WHAT YOU WILL DO: Identify each line in the data below that includes the string "canoe" and copy those lines in full. Treat uppercase and lowercase letters as distinct.

DATA SECTION:
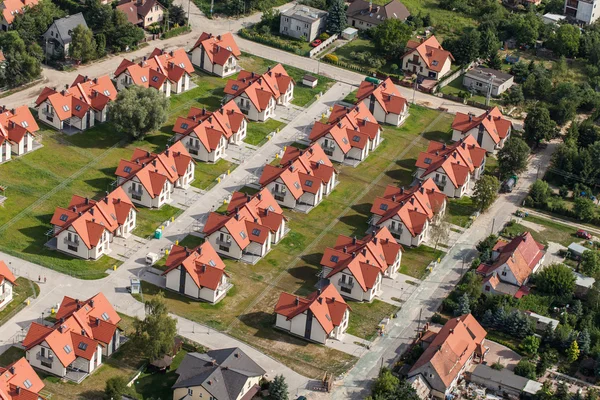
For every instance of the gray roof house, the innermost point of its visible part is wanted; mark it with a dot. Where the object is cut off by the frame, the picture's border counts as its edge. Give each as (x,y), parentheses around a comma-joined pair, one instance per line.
...
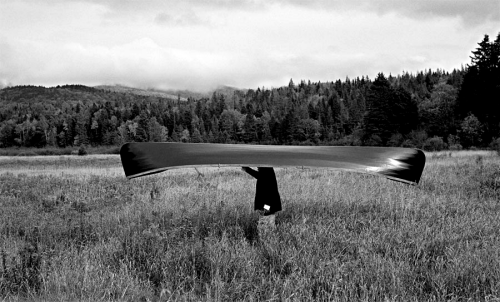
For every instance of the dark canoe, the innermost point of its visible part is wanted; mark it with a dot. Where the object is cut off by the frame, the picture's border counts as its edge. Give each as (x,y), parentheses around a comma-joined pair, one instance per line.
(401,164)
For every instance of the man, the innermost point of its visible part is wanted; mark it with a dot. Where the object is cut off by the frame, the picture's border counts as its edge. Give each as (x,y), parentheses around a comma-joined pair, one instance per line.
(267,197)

RESULT OF THE TASK:
For every instance of the dark canoe, the innermost point of its visible part is wanted; mark it with a dot. Where the object is cut off by the frame, the picture's border counts as its edge. Give each as (x,y), parentheses around a comma-joined pair, one instance per line.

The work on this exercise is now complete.